Ayet metni:
Ankebût Suresi 52. Ayet


Arapça

قُلْ كَفَى بِاللَّهِ بَيْنِي وَبَيْنَكُمْ شَهِيدًا يَعْلَمُ مَا فِي السَّمَاوَاتِ وَالْأَرْضِ وَالَّذِينَ آمَنُوا بِالْبَاطِلِ وَكَفَرُوا بِاللَّهِ أُوْلَئِكَ هُمُ الْخَاسِرُونَ


Türkçe Okunuşu

Kul kefâ billâhi beynî ve beynekum şehîdâ(şehîden), ya’lemu mâ fîs semâvâti vel ard(ardı), vellezîne âmenû bil bâtılı ve keferû billâhi ulâike humul hâsirûn(hâsirûne).


Kelimeler

kul de, söyle
kefâ kâfi, yeterli
billâhi (bi allâhi) Allah'a
beynî benim aram
ve beyne-kum ve sizin aranızda
şehîden şahit
ya'lemu bilir
mâ fî es semâvâti semalardaki, göklerdeki şeyler
ve el ardı ve arz, yeryüzü
ve ellezîne ve o kimseler, onlar
âmenû îmân ettiler
bi el bâtılı bâtıl ile 4 - ve tektumû
ve keferû ve inkâr ettiler, kâfir oldular
billâhi (bi allâhi) Allah'a
ulâike işte onlar
hum el hâsirûne onlar hüsrana uğrayanlardır (nefslerini hüsrana düşürenlerdir).

Görevler:
1) Ayet metnindeki "Kelimeler" listesinden yararlanarak şu cümleyi Türkçeye çevirin: "Kul kefâ billâhi beynî ve beynekum şehîdâ(şehîden), ya’lemu mâ fîs semâvâti vel ard(ardı), vellezîne âmenû bil bâtılı ve keferû billâhi ulâike humul hâsirûn(hâsirûne)."
2) Ayet metnine göre aşağıdaki soruları yanıtlayın:
(a) "kefâ" kelimesinin karşılığı olarak hangi anlamlar verilmiştir?
(b) "ulâike" kelimesi ne anlama gelir?
(c) Ayetin Latin harfleriyle yazılmış okunuşu hangi başlığın altında yer alır?
3) Ayet metninde belirli kimselerin neden hüsrana uğrayanlar olarak nitelendirildiğini bir ila üç cümleyle açıklayın.
Kayıtlı verilerin bu çalışmada hiçbir rolü yoktur.

Kayıtlı veriler:

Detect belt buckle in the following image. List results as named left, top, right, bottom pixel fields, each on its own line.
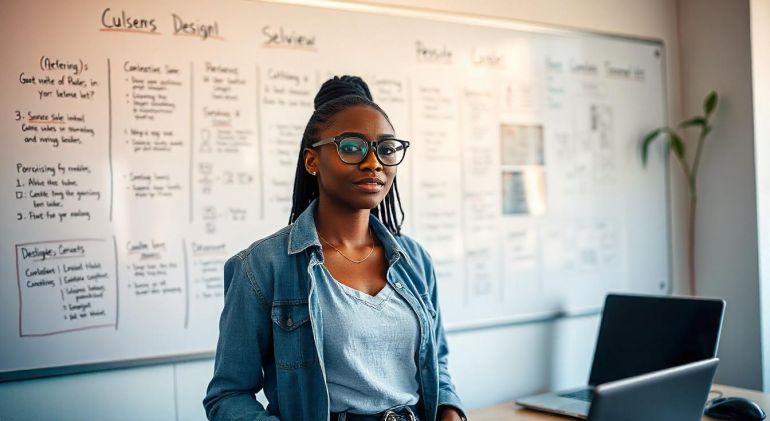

Görev sonuçları:
1) De ki: Benimle sizin aranızda şahit olarak Allah yeter; O, göklerdeki ve yeryüzündeki şeyleri bilir. Bâtıla iman edip Allah'ı inkâr edenler, işte onlar hüsrana uğrayanlardır.

2)
(a) Kâfi, yeterli.
(b) İşte onlar.
(c) "Türkçe Okunuşu" başlığının altında.

3) Ayete göre bu kimseler bâtıla iman etmiş ve Allah'ı inkâr etmiştir. Bu nedenle onlar için "işte onlar hüsrana uğrayanlardır" denir.